== Page text ==

THE EQUALITY TRIBUNAL
EMPLOYMENT EQUALITY ACTS 1998-2008
Decision DEC – E2009 - 073
PARTIES
An Employee
and
A Telecommunications Company
(represented by Brian Conroy BL acting on instruction from
Arthur Cox Solicitors)
File Reference: EE/2007/064
Date of Issue: 2nd September 2009
1 Claim
1.1 The complainant alleges that following a period of sick leave related to recovery from surgery the respondent did not provide reasonable accommodation to facilitate his return to work and that this constitutes discrimination on the disability ground.
2 Background
2.1 The complainant referred a claim to the Director of the Equality Tribunal under the Employment Equality Acts 1998-2007 on 8th February 2007. In accordance with her powers under section 75 of the Act, the Director then delegated the case to me, Bernadette Treanor, an Equality Officer, for investigation, hearing and decision and for the exercise of other relevant functions of the Director under Part VII of the Act. The case was delegated on 21st January 2009 and my investigation began on that date. By letter dated 23rd January 2009 both parties were informed that a hearing of the claim would take place on 13th March 2009.
2.2 An adjournment of the hearing was agreed to allow the respondent to address matters which it had previously refused to address. At the reconvened hearing on 14th July 2009 the complainant withdrew his complaints in relation to these matters and they will not be addressed in this Decision.
3 Summary of the Complainant’s Case
3.1 The complainant has worked for the respondent for approximately 36 years and was initially a civil servant.

===

Exercise directions -> Copy the Equality Tribunal decision above in its entirety, character for character.

== Data excerpts ==

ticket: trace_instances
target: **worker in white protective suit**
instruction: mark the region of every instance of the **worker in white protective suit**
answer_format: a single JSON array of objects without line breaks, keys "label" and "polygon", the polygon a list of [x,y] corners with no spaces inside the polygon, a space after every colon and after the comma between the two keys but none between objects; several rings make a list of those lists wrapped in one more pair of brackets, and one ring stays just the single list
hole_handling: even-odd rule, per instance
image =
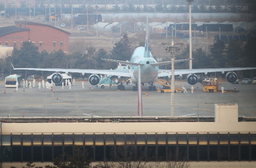
[{"label": "worker in white protective suit", "polygon": [[45,88],[45,85],[44,84],[44,80],[42,80],[42,86],[43,86],[43,88]]},{"label": "worker in white protective suit", "polygon": [[194,88],[194,87],[193,86],[193,85],[191,86],[191,93],[194,93],[194,90],[195,89]]},{"label": "worker in white protective suit", "polygon": [[18,87],[19,87],[19,83],[18,83],[18,82],[16,82],[16,91],[17,91],[18,90]]},{"label": "worker in white protective suit", "polygon": [[223,86],[221,86],[221,93],[224,93],[224,87],[223,87]]},{"label": "worker in white protective suit", "polygon": [[182,86],[182,89],[183,90],[183,93],[187,93],[188,92],[188,91],[187,91],[186,88],[185,88],[185,87],[184,87],[184,86]]},{"label": "worker in white protective suit", "polygon": [[84,88],[84,81],[82,82],[82,88]]},{"label": "worker in white protective suit", "polygon": [[33,87],[35,86],[35,79],[33,79]]}]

===

Answer section ->
THE EQUALITY TRIBUNAL
EMPLOYMENT EQUALITY ACTS 1998-2008
Decision DEC – E2009 - 073
PARTIES
An Employee
and
A Telecommunications Company
(represented by Brian Conroy BL acting on instruction from
Arthur Cox Solicitors)
File Reference: EE/2007/064
Date of Issue: 2nd September 2009
1 Claim
1.1 The complainant alleges that following a period of sick leave related to recovery from surgery the respondent did not provide reasonable accommodation to facilitate his return to work and that this constitutes discrimination on the disability ground.
2 Background
2.1 The complainant referred a claim to the Director of the Equality Tribunal under the Employment Equality Acts 1998-2007 on 8th February 2007. In accordance with her powers under section 75 of the Act, the Director then delegated the case to me, Bernadette Treanor, an Equality Officer, for investigation, hearing and decision and for the exercise of other relevant functions of the Director under Part VII of the Act. The case was delegated on 21st January 2009 and my investigation began on that date. By letter dated 23rd January 2009 both parties were informed that a hearing of the claim would take place on 13th March 2009.
2.2 An adjournment of the hearing was agreed to allow the respondent to address matters which it had previously refused to address. At the reconvened hearing on 14th July 2009 the complainant withdrew his complaints in relation to these matters and they will not be addressed in this Decision.
3 Summary of the Complainant’s Case
3.1 The complainant has worked for the respondent for approximately 36 years and was initially a civil servant.